(Aim)
Rescale the answers by multiplying each x and y coordinate by 1.25 and rounding to a whole number, with halves going up. Write out all of the lines below with the requests included and their sample points unchanged, and leave out the pictures.

(Supplied material)
|---|

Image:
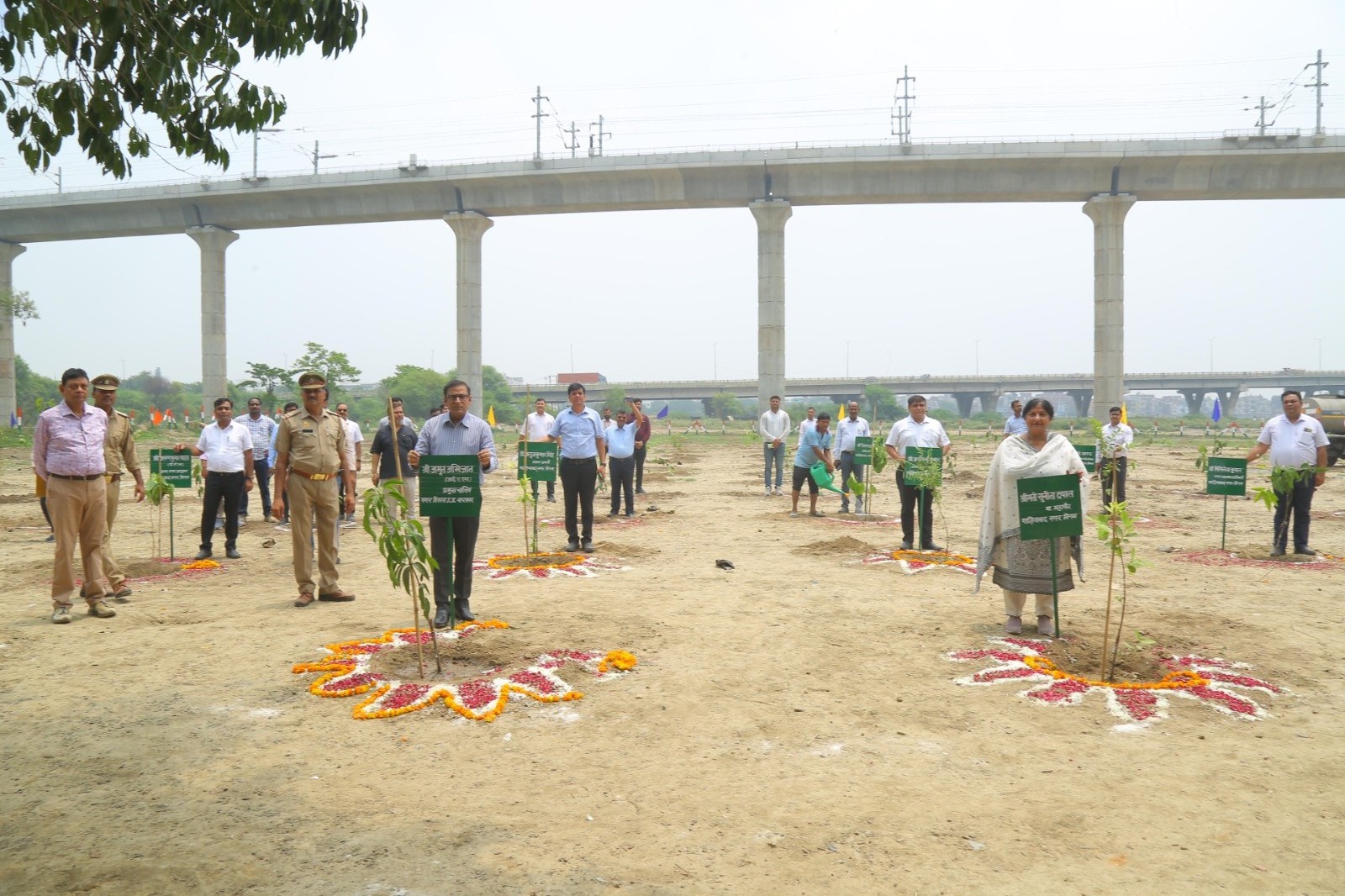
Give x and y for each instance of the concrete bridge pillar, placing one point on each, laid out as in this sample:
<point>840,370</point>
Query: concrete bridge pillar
<point>1107,213</point>
<point>1228,400</point>
<point>1083,400</point>
<point>214,358</point>
<point>468,229</point>
<point>771,215</point>
<point>8,377</point>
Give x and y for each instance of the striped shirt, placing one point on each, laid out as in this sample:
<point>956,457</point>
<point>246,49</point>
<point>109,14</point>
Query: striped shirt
<point>262,432</point>
<point>471,435</point>
<point>69,444</point>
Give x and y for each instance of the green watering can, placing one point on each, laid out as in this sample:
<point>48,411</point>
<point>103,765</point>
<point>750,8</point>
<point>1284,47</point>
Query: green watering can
<point>822,477</point>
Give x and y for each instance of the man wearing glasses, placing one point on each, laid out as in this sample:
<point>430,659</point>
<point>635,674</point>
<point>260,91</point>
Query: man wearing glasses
<point>455,432</point>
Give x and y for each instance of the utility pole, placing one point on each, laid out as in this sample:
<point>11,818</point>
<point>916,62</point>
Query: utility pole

|---|

(Written solution)
Image:
Give x and y for each instance of the concrete bridge pillar, placing one point on each, laid out as in this sample:
<point>840,370</point>
Query: concrete bridge pillar
<point>1384,266</point>
<point>1535,500</point>
<point>1354,500</point>
<point>268,448</point>
<point>585,286</point>
<point>964,269</point>
<point>10,471</point>
Give x and y for each instance of the striped shirt, placing one point on each, laid out as in this sample:
<point>956,457</point>
<point>246,49</point>
<point>109,14</point>
Query: striped shirt
<point>328,540</point>
<point>589,544</point>
<point>86,555</point>
Give x and y for each instance of the green watering can, placing one point on each, laid out as in this sample:
<point>48,411</point>
<point>103,765</point>
<point>750,8</point>
<point>1284,47</point>
Query: green watering can
<point>1028,596</point>
Give x and y for each instance of the man wearing glasses, placing one point on each, laid out as in this sample:
<point>430,659</point>
<point>635,674</point>
<point>260,91</point>
Query: man wearing glasses
<point>569,540</point>
Give x and y for each instance of the utility pole, placing one point on each, laid out as in this sample:
<point>11,818</point>
<point>916,62</point>
Query: utility pole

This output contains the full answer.